A run of records:

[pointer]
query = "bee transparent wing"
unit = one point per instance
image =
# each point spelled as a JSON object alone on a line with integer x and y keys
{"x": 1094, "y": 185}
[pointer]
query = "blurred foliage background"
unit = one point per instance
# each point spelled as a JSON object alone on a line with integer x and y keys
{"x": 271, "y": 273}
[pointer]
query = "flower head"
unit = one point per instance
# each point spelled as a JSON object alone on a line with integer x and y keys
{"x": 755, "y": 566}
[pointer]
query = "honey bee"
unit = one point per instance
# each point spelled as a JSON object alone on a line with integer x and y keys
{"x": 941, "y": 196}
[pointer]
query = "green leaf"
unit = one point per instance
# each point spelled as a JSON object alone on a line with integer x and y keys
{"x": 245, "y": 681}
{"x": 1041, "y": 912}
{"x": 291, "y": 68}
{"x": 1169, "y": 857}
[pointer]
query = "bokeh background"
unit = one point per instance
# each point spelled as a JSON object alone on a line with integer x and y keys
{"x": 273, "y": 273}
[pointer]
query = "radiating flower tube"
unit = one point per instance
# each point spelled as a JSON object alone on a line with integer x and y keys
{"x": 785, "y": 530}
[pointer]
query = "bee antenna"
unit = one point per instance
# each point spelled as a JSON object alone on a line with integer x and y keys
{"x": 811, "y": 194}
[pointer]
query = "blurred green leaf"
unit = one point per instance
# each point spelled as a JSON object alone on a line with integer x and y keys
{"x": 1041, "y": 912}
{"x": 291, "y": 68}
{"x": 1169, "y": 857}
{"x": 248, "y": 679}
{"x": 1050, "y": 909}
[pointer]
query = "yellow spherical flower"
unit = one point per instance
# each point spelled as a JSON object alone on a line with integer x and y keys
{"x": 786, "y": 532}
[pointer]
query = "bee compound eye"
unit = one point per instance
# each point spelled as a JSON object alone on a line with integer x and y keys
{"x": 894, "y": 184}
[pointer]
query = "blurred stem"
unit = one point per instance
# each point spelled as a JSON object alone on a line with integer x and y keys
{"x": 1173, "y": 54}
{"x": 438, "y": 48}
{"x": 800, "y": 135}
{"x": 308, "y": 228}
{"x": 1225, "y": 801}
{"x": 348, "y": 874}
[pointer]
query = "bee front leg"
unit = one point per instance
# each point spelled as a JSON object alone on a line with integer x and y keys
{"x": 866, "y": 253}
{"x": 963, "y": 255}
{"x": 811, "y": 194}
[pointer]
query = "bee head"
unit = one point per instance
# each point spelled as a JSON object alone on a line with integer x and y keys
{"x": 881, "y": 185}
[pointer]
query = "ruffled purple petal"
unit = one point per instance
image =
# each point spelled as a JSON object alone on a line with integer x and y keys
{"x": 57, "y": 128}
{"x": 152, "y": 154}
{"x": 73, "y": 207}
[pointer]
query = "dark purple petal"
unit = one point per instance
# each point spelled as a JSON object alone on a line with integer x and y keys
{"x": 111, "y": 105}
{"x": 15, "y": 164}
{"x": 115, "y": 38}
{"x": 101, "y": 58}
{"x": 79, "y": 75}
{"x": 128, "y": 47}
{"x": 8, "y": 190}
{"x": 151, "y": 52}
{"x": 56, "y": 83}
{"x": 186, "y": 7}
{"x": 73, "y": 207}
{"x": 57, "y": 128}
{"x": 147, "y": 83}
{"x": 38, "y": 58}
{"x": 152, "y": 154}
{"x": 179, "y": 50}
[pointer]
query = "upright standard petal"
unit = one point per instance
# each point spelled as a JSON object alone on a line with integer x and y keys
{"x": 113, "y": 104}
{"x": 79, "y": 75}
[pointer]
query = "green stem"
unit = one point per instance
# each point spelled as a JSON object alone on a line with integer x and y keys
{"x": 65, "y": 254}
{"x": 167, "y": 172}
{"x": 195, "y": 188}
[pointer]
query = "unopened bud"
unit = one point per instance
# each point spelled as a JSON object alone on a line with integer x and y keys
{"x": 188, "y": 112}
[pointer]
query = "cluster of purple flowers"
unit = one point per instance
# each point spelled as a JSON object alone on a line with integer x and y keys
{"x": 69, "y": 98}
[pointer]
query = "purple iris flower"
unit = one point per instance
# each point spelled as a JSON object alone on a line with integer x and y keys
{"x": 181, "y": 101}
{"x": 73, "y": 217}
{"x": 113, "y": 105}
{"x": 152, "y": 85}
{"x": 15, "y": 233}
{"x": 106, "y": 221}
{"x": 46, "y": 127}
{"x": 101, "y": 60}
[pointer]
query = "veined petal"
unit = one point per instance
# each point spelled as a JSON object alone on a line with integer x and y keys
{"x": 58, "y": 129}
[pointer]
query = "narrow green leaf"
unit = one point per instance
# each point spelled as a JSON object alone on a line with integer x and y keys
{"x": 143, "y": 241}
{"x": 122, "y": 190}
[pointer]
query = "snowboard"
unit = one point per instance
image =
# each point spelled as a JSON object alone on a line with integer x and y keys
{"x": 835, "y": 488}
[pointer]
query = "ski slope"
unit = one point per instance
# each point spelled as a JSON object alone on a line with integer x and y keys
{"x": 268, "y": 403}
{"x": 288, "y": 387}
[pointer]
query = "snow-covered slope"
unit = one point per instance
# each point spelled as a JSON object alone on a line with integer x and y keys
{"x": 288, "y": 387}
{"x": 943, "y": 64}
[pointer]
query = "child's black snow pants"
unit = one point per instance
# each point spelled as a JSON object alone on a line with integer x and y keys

REQUEST: List every line of the entries that contains the word "leaf".

REPLY:
query = "green leaf"
query = "blurred green leaf"
query = "narrow green leaf"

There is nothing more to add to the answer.